▸ Exercise inputs:
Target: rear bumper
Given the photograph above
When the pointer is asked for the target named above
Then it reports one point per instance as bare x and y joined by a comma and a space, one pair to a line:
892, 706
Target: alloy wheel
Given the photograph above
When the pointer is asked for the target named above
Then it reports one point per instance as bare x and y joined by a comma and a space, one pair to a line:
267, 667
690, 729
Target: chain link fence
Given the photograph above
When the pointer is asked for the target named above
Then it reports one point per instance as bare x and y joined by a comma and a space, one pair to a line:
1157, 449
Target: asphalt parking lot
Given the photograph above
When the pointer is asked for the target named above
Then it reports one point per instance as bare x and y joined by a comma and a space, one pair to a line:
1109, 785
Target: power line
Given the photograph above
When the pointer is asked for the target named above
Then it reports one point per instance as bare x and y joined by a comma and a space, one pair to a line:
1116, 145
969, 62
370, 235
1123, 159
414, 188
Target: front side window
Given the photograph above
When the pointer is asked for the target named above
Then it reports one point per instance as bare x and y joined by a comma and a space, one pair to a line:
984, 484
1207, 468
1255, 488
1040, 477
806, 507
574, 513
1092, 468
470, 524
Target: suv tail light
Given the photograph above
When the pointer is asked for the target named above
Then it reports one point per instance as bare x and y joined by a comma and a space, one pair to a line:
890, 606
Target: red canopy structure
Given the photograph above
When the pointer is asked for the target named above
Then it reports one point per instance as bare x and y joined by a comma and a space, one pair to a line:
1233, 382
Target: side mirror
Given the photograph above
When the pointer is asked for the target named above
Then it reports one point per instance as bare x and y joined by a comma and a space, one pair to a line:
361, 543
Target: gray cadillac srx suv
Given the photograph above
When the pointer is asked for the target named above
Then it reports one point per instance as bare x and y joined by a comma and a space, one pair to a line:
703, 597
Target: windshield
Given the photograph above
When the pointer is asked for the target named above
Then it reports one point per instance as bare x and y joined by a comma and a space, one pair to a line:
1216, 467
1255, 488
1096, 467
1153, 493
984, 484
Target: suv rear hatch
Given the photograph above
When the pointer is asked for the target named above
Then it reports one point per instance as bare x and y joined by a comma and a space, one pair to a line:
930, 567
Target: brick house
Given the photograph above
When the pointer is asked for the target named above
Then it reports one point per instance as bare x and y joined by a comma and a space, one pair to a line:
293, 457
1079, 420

▸ About this task:
Repeat the data precisely, line by line.

▸ Response area:
Target: rear bumper
Given the photograph above
When the pointer is asked for the target named above
Then it reports one point per instance as bare x and y joined by a comma and a space, one pair to a line:
892, 706
Target: alloy wheel
Given the photograph above
When the pointer is asked for the target named above
Then it reports one point per instance as bare x and y joined by a comma and a space, one pair to a line:
267, 667
690, 729
Target: chain link fence
Given the photograph above
When the pointer is asked for the target named above
Then it reports one point per instance as bare x and y joined by a comma and a space, one pair to a line:
1157, 449
Target: asphalt parking lot
Given the photograph above
When the pointer is asked for the target named above
Then it reports one point per instance as bare x and y joined by a comma and a space, one pair to a line:
1109, 785
Target: power line
Given the photograph above
When the pointer is asked for the target named above
Then it reports one point per instance as bare x and y joined by a comma and a space, one pair to a line:
1116, 145
969, 62
370, 235
1123, 159
414, 188
Target: front side window
Given the photograph above
When the pointer is asked for the target named above
Then it reports one point per instance as bare x and y joined by a comma and a space, one pair to a line:
984, 484
1207, 468
1255, 488
1040, 477
806, 507
574, 513
1092, 468
470, 524
Target: suv tail light
Given the photograph above
When the pointer is asked for the target named above
Then it reports one point per instance as bare x and y joined by a comma and a space, one pair to a line:
890, 606
Target: red canopy structure
Given the photograph above
When the pointer is asked for the target named above
Then it reports one point per instance as bare x and y joined by a comma and a space, one pair to a line:
1233, 382
Target: side mirror
Given the photograph above
When the pointer is asked for the target named above
Then it reports one point per instance as bare x and y joined by a comma and a space, one pair to a line:
361, 543
Target: gray cadillac srx suv
Given the photograph above
When the pointer is asked for the target named above
Then it reports one point per instance as bare x and y joined by a comma and a space, one pair to a line:
703, 597
Target: windshield
Given the photograph above
When the pointer is asked for the target named above
Then it reports one point per instance as bare x and y joined by a comma and a space, one pair to a line:
1216, 467
1255, 488
1096, 467
1153, 493
984, 484
Target: suv rear hatch
Given the photograph above
When the pointer is asked for the target named above
Then it reports one point per instance as bare x and y joined by a comma and a space, one pair to a line:
930, 567
Target: brick house
Given the photograph above
When the pointer is asked for the target named above
Then it reports one point per instance as bare x and y joined by a comma and a space, one pair to a line:
293, 457
1079, 420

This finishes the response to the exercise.